GIVEN EXERCISE: From the line containing "Where can you see the engine" through the last line of the entries below, repeat each line word for word and leave out the rest.

RECORDS FOR THE EXERCISE:
## BEGIN

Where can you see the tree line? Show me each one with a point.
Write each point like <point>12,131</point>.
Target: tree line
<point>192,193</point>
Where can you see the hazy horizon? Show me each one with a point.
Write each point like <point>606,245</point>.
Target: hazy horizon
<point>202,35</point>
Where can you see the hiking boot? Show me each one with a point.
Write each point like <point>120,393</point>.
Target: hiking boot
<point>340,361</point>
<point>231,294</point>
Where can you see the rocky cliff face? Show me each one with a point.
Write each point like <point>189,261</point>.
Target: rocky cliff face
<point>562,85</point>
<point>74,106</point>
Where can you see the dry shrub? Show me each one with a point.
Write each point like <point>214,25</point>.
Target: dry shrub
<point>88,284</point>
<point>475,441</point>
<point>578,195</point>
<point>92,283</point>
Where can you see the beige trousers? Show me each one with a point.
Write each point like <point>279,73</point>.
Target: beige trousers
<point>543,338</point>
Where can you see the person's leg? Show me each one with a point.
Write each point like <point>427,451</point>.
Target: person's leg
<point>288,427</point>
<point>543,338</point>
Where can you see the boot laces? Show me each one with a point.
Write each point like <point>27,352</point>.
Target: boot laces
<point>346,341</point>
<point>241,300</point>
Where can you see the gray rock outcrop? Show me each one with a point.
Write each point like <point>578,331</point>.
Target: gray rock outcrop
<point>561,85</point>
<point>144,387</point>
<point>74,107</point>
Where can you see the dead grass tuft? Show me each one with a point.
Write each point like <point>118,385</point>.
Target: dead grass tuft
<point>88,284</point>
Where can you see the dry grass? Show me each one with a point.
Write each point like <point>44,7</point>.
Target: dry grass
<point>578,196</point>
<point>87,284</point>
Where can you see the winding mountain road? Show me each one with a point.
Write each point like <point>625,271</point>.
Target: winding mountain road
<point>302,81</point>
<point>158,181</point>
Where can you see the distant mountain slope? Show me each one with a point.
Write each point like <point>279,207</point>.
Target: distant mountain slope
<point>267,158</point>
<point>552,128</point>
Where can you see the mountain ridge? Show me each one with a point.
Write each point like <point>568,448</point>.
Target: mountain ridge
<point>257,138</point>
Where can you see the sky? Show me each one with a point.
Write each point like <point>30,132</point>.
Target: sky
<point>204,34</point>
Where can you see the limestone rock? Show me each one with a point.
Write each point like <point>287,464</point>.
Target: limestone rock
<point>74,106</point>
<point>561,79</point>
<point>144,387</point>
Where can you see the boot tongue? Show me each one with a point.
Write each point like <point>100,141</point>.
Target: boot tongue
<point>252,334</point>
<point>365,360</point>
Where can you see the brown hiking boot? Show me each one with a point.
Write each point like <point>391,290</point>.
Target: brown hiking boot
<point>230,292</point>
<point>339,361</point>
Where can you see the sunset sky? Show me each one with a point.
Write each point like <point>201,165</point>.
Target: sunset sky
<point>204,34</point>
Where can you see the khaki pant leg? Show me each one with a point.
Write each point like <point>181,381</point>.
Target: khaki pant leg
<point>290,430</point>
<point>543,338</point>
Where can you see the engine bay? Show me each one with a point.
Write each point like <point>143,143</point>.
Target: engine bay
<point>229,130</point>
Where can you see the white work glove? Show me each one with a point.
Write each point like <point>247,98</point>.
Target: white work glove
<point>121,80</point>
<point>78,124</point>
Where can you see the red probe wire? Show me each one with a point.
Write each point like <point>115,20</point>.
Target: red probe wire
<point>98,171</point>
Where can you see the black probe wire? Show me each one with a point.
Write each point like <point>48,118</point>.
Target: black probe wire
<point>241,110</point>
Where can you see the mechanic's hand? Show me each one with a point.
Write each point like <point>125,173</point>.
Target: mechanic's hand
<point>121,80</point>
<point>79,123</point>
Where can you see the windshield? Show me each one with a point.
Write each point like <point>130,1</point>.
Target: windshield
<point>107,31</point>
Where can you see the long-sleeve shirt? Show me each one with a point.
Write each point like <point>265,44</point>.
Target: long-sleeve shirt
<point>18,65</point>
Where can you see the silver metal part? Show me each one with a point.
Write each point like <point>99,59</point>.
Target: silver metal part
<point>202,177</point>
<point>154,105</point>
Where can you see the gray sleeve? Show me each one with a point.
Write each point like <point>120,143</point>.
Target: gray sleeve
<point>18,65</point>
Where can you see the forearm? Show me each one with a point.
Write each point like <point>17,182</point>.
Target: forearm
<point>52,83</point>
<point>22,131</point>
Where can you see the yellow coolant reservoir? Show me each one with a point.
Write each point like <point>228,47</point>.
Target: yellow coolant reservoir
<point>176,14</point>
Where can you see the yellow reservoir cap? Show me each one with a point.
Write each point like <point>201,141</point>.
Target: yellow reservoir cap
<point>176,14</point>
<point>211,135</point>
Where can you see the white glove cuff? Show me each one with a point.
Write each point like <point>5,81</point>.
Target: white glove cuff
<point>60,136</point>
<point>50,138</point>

## END

RESULT OF THE TASK:
Where can you see the engine bay? Show me each one with a point.
Write each point like <point>143,143</point>.
Target: engine bay
<point>229,130</point>
Where can you see the white work glove? Show me each one with a point.
Write each point like <point>247,98</point>.
Target: white work glove
<point>121,80</point>
<point>78,124</point>
Where can you see the red probe wire? Show me each one with a point.
Write each point like <point>115,20</point>.
Target: red probe wire
<point>98,171</point>
Where can you see the black probe wire? Show me each one with a point.
Write each point like <point>48,118</point>.
Target: black probe wire
<point>241,110</point>
Where can you see the mechanic's hand? Show me each one with a point.
Write each point like <point>125,173</point>.
Target: mechanic's hand
<point>121,80</point>
<point>79,123</point>
Where can you see the windshield? Show me each one with a point.
Write each point like <point>130,1</point>.
Target: windshield
<point>107,31</point>
Where can you see the long-sleeve shirt? Show me each one with a point.
Write each point like <point>265,44</point>.
Target: long-sleeve shirt
<point>18,65</point>
Where can you see the silver metal part? Show me each one with a point.
Write each point like <point>99,59</point>.
Target: silver metal part
<point>202,177</point>
<point>154,105</point>
Where can you see the gray sleeve? Show me each one with a point.
Write each point like <point>120,143</point>.
Target: gray sleeve
<point>18,65</point>
Where can you see the forearm? Show me each one with a point.
Write each point like <point>17,182</point>.
Target: forearm
<point>52,83</point>
<point>22,131</point>
Where can you see the yellow coolant reservoir? Show me each one with a point.
Write each point like <point>228,47</point>.
Target: yellow coolant reservoir
<point>176,14</point>
Where can you see the yellow reservoir cap? Show me each one with a point.
Write each point like <point>201,141</point>.
Target: yellow reservoir cap
<point>176,14</point>
<point>211,135</point>
Where can you see the white glove cuff? Show me each one with a point.
Write each point like <point>5,81</point>.
Target: white glove cuff
<point>60,136</point>
<point>50,138</point>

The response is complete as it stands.